本文介绍了一个具体的费用流问题，即如何从起点到达终点并返回，过程中需经过每一个点且不重复行走路线。通过构建特定图模型，利用SPFA算法进行最短路径计算，并通过反复更新最小费用流来找到最优解。

有N的点，1是farmer john的家 n是barn要求从1开始走到n再走回来，不许走重复的路线，使之能从1走到n在走回来，且要经过每个点。费用流的模型。

建立一个新源点容量为2，费用为0连向点1，然后n连向一个汇点，原来的图是无向图，所以要加2个有向边求解。之后就是费用流了

题目保证可以走回来的，这样加边的原因是有向边是在网络中有一定的关系的，有流量从A到B的流过，那么在最终的网络流中一定不可能从B到A流回来

#include <iostream>
#include <cstring>
#include <cstdio>
#include <queue>
#include <algorithm>
using namespace std;

 

class mincost
{
private:
    const static int V = 1001;
    const static int E = 1000001;
    const static int INF = 0x7ffffff;

    struct Edge
    {
        int v, cap, cost;
        Edge *next;
    } pool[E], *g[V], *pp, *pree[V];
    int T, S, dis[V], pre[V];
    int n, m;
    void SPFA();
    inline void addedge(int i, int j, int cap, int cost);
public:
    bool initialize();
    void mincost_maxflow();
};

void mincost::mincost_maxflow()
{
    int flow = 0;
    while (true)
    {
        SPFA();
        if (dis[T] == INF)
            break;
        int minn = INF;
        for (int i = T; i != S; i = pre[i])
            minn = min(minn, pree[i]->cap);
        for (int i = T; i != S; i = pre[i])
        {
            pree[i]->cap -= minn;
            pool[(pree[i] - pool)^0x1].cap += minn;
            flow += minn * pree[i]->cost;
        }
    }
    printf("%d\n", flow);
}

void mincost::SPFA()
{
    bool vst[V] = {false};
    int cirq[V];
    int tail = 0, u;
    fill(dis, dis + T + 1, 0x7ffffff);
    cirq[0] = S;
    vst[S] = 1;
    dis[S] = 0;
    for (int j = 0; j <= tail; j++)
    {
        int v = cirq[j % n];
        for (Edge *i = g[v]; i != NULL; i = i->next)
        {
            if (!i->cap)
                continue;
            u = i->v;
            if (i->cost + dis[v] < dis[u])
            {
                dis[u] = i->cost + dis[v];
                pree[u] = i;
                pre[u] = v;
                if (!vst[u])

存储数据 =>
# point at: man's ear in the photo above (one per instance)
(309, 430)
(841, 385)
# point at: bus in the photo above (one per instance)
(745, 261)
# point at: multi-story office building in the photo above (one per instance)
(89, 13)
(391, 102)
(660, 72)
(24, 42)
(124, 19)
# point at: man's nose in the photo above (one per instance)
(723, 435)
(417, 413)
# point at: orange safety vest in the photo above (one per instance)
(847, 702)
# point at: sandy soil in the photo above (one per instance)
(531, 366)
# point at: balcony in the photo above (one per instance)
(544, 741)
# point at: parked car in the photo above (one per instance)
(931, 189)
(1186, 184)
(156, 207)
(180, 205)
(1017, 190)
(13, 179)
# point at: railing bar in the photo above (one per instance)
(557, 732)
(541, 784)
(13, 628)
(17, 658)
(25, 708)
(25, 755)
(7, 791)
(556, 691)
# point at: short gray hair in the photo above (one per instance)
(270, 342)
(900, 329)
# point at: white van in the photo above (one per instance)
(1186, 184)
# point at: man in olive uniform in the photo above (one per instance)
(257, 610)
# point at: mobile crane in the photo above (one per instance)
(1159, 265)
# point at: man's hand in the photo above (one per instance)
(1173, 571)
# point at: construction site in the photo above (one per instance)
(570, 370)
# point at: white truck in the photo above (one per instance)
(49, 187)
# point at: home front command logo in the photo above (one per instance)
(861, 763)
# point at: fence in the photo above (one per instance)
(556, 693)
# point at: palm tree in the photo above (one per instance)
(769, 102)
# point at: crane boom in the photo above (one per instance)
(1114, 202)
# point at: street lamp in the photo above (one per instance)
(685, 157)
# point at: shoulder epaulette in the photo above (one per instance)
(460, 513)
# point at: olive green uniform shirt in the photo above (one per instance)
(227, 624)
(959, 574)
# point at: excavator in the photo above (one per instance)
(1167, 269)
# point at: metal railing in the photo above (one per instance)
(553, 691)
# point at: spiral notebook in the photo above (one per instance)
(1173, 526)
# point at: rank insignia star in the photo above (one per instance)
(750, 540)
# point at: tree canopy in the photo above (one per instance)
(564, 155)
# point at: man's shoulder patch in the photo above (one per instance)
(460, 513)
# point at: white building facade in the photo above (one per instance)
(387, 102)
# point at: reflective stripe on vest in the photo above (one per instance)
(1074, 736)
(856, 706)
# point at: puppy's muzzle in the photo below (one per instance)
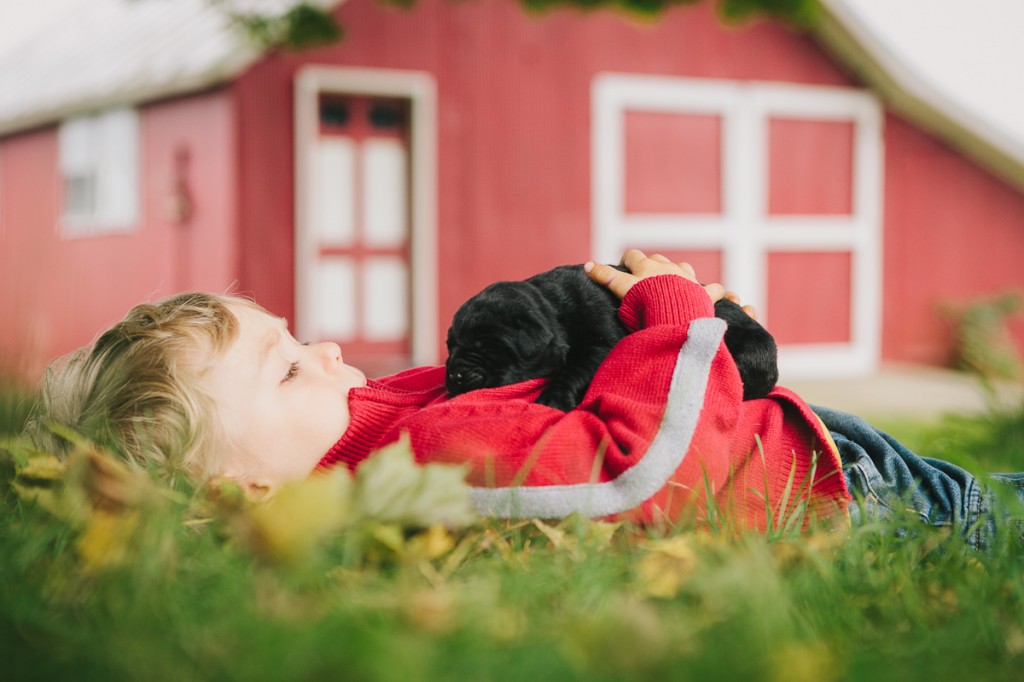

任务要求 =>
费用流摘录的代码用 #include 引入了哪些头文件？请全部列出。 这些材料取自另一个来源。

最终结果 =>
iostream、cstring、cstdio、queue、algorithm